** MATERIAL SUPPLIED **
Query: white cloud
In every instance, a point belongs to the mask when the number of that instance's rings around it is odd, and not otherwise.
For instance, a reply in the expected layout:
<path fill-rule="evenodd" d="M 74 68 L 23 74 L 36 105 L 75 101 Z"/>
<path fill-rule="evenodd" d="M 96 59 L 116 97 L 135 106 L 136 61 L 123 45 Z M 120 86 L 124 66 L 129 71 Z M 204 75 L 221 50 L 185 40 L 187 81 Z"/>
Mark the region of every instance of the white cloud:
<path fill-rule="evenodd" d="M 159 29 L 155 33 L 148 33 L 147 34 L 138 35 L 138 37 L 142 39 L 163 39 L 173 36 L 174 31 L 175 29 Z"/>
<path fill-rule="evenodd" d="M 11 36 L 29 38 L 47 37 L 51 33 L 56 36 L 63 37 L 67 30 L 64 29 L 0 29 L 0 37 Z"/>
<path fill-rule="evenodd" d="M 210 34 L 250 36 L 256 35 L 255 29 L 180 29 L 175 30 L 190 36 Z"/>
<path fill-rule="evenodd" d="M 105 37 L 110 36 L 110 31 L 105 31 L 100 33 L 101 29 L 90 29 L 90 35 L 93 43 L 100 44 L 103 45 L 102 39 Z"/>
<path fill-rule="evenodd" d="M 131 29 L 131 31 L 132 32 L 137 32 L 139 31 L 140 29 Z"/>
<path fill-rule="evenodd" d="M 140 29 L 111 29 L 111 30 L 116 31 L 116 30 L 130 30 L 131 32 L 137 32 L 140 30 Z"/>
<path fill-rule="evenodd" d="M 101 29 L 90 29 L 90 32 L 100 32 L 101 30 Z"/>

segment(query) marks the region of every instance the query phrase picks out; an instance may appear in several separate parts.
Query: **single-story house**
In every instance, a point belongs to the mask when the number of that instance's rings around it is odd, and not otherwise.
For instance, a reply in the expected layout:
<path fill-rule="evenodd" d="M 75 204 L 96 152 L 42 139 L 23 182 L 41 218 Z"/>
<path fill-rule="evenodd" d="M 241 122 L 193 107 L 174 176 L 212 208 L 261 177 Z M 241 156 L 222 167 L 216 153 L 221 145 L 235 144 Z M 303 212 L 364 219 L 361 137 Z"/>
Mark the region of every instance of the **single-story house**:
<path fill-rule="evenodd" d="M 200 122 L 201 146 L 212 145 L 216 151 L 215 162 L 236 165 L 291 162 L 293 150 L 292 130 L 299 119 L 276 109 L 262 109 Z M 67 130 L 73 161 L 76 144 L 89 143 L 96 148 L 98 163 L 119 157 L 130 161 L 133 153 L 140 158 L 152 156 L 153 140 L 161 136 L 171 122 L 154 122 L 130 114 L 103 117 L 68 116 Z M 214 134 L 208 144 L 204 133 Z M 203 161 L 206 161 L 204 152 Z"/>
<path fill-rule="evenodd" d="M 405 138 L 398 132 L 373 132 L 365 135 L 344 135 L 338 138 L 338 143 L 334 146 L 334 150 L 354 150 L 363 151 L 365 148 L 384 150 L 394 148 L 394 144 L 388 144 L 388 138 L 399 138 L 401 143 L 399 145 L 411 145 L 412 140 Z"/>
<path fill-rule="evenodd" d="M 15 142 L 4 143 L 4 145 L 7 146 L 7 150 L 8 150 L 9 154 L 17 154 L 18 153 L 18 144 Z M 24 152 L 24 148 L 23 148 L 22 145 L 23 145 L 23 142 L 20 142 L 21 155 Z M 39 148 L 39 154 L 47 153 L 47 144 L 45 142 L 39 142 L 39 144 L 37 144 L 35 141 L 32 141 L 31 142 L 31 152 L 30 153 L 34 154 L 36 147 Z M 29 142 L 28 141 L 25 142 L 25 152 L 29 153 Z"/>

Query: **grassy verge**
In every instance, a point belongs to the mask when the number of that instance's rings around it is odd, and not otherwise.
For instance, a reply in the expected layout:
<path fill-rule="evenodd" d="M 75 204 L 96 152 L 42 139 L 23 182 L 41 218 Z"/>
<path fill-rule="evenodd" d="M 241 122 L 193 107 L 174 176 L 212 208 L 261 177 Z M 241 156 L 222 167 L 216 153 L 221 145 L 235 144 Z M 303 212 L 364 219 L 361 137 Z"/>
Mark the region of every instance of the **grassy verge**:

** WORK TO COMPLETE **
Render every line of the records above as a Markdown table, with a Row column for the row number and a Text column for the line itself. Omit blank lines.

** SOLUTION **
| Row | Text |
|---|---|
| 1 | Query: white cloud |
| 2 | In every instance, a point belongs to the mask when the number of that instance's rings around it is odd, and not otherwise. |
| 3 | For instance, a reply in the expected layout: |
| 4 | <path fill-rule="evenodd" d="M 74 68 L 23 74 L 36 105 L 75 101 Z"/> |
| 5 | <path fill-rule="evenodd" d="M 96 59 L 116 97 L 135 106 L 136 61 L 123 45 Z M 120 86 L 124 66 L 129 71 Z M 204 75 L 221 50 L 185 40 L 187 81 Z"/> |
| 6 | Mark the region of every instance of the white cloud: |
| 7 | <path fill-rule="evenodd" d="M 159 29 L 155 33 L 148 33 L 147 34 L 138 35 L 138 37 L 142 39 L 163 39 L 173 36 L 174 31 L 175 29 Z"/> |
| 8 | <path fill-rule="evenodd" d="M 11 36 L 29 38 L 47 37 L 51 33 L 56 36 L 63 37 L 67 30 L 64 29 L 0 29 L 0 37 Z"/> |
| 9 | <path fill-rule="evenodd" d="M 210 34 L 250 36 L 256 35 L 255 29 L 180 29 L 175 30 L 190 36 Z"/> |
| 10 | <path fill-rule="evenodd" d="M 105 37 L 110 36 L 110 31 L 105 31 L 100 33 L 101 29 L 90 29 L 90 35 L 93 43 L 100 44 L 103 45 L 102 39 Z"/> |
| 11 | <path fill-rule="evenodd" d="M 131 29 L 131 31 L 132 32 L 137 32 L 139 31 L 140 29 Z"/> |
| 12 | <path fill-rule="evenodd" d="M 140 29 L 111 29 L 111 30 L 116 31 L 116 30 L 130 30 L 131 32 L 137 32 L 140 30 Z"/> |
| 13 | <path fill-rule="evenodd" d="M 101 29 L 90 29 L 90 32 L 100 32 L 101 30 Z"/> |
| 14 | segment(query) marks the region of every instance the query phrase picks out; an instance may appear in several separate parts. |
| 15 | Query: **single-story house** |
| 16 | In every instance, a point belongs to the mask when the number of that instance's rings around it is odd, and not otherwise. |
| 17 | For instance, a reply in the expected layout: |
| 18 | <path fill-rule="evenodd" d="M 75 204 L 96 152 L 42 139 L 23 182 L 41 218 Z"/> |
| 19 | <path fill-rule="evenodd" d="M 241 122 L 193 107 L 174 176 L 212 208 L 261 177 Z M 241 156 L 222 167 L 216 153 L 221 145 L 235 144 Z M 303 212 L 364 219 L 361 137 Z"/> |
| 20 | Mark the region of every instance of the **single-story house**: |
| 21 | <path fill-rule="evenodd" d="M 200 122 L 201 146 L 212 145 L 216 151 L 215 162 L 236 165 L 291 162 L 293 150 L 292 130 L 299 119 L 276 109 L 262 109 Z M 67 130 L 73 161 L 76 144 L 89 143 L 96 148 L 98 163 L 119 157 L 130 161 L 133 153 L 140 158 L 152 156 L 153 140 L 161 136 L 171 122 L 154 122 L 130 114 L 103 117 L 68 116 Z M 214 134 L 208 144 L 204 133 Z M 203 161 L 206 161 L 204 152 Z"/> |
| 22 | <path fill-rule="evenodd" d="M 405 138 L 398 132 L 373 132 L 365 135 L 344 135 L 338 138 L 338 143 L 334 146 L 334 150 L 354 150 L 363 151 L 365 148 L 384 150 L 394 148 L 394 144 L 388 144 L 388 138 L 399 138 L 401 143 L 399 145 L 411 145 L 412 140 Z"/> |
| 23 | <path fill-rule="evenodd" d="M 15 142 L 4 143 L 4 145 L 7 146 L 7 150 L 8 150 L 9 154 L 17 154 L 18 153 L 18 144 Z M 24 152 L 24 148 L 23 148 L 22 145 L 23 145 L 23 142 L 20 142 L 21 155 Z M 39 148 L 39 154 L 47 153 L 47 144 L 45 142 L 39 142 L 39 144 L 37 144 L 35 141 L 32 141 L 31 142 L 31 152 L 30 153 L 34 154 L 36 147 Z M 29 142 L 28 141 L 25 142 L 25 152 L 29 153 Z"/> |
| 24 | Query: **grassy verge** |
| 25 | In every instance, a point belongs to the mask when the number of that instance's rings around it is odd, and not otherwise. |
| 26 | For instance, a reply in the expected layout: |
| 27 | <path fill-rule="evenodd" d="M 75 204 L 96 152 L 42 139 L 23 182 L 41 218 Z"/> |
| 28 | <path fill-rule="evenodd" d="M 241 122 L 193 107 L 174 176 L 212 208 L 261 177 Z M 241 156 L 222 167 L 216 153 L 221 145 L 235 144 Z M 303 212 L 364 219 L 361 137 Z"/> |
| 29 | Mark the region of every instance of the **grassy verge**: |